- **SOURCE MATERIAL**

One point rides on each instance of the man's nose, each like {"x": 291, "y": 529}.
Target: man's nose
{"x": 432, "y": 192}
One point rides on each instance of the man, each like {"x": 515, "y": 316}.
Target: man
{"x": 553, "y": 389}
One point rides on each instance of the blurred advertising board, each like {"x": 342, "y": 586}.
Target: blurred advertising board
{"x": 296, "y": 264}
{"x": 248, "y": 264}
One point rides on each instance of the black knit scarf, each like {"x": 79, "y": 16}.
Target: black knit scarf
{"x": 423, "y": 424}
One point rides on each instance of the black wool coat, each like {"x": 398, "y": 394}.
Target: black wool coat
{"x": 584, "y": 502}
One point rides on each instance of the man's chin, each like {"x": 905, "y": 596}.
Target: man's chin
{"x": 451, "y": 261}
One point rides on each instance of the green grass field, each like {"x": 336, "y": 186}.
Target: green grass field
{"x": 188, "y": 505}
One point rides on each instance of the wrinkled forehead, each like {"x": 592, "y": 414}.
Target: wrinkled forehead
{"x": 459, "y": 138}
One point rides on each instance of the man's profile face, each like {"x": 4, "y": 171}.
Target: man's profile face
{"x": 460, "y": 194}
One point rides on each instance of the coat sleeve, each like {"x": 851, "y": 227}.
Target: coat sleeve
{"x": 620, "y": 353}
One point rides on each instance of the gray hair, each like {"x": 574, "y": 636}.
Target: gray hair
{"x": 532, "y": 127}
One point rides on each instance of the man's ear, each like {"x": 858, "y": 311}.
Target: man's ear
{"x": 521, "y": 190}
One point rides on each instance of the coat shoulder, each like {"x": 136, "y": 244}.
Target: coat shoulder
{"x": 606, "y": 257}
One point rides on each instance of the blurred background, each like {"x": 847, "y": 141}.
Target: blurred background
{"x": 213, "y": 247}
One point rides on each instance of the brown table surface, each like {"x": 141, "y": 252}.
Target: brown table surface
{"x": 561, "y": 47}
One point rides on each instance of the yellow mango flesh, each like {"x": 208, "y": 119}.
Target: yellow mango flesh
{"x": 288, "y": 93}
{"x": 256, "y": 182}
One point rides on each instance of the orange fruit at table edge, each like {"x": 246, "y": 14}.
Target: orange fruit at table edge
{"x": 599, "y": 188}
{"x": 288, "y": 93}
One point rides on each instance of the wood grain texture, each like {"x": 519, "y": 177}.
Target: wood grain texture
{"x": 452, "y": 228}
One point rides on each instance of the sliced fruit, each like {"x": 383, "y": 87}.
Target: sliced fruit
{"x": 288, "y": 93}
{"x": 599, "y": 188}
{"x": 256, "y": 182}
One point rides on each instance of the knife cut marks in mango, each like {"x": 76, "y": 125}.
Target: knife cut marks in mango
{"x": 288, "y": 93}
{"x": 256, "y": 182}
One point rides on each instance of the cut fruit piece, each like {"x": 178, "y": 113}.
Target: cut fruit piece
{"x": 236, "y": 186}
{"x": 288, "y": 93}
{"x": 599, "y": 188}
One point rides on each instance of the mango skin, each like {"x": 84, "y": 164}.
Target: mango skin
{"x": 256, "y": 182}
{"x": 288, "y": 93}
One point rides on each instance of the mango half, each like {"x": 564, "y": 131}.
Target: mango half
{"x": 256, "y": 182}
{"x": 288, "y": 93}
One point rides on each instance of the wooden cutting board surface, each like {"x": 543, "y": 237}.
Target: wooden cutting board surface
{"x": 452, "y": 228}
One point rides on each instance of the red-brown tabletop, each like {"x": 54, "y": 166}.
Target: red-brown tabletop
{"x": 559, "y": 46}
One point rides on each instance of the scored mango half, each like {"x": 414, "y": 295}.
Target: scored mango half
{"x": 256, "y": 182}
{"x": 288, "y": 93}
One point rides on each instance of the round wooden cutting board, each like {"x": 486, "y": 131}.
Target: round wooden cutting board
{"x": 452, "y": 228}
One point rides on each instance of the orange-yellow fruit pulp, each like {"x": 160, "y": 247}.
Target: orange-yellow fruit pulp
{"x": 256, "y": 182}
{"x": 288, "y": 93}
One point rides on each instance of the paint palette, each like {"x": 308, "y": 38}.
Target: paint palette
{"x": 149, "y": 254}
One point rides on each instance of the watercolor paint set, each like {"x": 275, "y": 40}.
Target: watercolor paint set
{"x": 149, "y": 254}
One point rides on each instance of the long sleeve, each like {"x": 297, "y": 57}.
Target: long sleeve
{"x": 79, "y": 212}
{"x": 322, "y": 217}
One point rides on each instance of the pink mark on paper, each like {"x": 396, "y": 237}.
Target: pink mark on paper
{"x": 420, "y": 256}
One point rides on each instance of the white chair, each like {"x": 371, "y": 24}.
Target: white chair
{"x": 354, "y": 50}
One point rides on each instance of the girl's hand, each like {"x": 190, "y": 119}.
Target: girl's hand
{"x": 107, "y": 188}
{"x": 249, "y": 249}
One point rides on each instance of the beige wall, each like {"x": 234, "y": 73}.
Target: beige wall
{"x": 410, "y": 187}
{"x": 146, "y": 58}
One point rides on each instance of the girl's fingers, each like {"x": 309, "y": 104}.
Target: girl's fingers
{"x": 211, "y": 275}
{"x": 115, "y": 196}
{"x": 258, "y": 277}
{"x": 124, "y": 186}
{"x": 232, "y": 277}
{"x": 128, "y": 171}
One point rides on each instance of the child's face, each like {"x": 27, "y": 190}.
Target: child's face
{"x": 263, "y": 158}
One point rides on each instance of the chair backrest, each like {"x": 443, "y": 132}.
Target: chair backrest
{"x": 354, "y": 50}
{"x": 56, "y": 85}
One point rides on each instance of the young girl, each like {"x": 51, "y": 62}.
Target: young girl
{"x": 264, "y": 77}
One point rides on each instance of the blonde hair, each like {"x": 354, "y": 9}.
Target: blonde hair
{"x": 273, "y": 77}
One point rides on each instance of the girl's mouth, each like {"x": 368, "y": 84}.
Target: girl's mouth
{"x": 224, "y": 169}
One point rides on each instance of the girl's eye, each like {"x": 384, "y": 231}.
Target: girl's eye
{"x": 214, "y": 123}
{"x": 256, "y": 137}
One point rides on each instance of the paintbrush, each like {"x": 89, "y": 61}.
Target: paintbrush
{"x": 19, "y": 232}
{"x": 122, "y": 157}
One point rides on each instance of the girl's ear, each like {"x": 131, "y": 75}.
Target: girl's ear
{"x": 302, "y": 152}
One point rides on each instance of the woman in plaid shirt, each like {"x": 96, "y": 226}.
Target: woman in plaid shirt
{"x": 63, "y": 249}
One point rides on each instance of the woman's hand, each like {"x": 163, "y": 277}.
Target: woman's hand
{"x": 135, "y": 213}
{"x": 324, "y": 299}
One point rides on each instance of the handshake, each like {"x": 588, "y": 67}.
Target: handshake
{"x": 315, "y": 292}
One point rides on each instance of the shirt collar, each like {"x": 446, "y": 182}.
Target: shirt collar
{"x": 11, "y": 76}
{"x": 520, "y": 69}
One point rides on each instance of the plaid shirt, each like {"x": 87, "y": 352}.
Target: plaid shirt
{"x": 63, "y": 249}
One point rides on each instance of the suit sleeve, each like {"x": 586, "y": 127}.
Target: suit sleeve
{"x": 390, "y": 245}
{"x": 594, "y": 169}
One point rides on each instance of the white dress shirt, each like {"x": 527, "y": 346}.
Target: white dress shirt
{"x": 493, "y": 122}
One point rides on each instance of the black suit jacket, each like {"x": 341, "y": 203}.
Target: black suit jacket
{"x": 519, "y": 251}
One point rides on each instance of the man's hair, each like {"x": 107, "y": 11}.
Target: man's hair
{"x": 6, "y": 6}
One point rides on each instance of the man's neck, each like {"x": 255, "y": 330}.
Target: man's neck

- **YOUR OBJECTIVE**
For this task, copy every line of the material in which "neck" appears.

- **RESPONSE**
One point rides on each instance of the man's neck, each like {"x": 255, "y": 330}.
Target: man's neck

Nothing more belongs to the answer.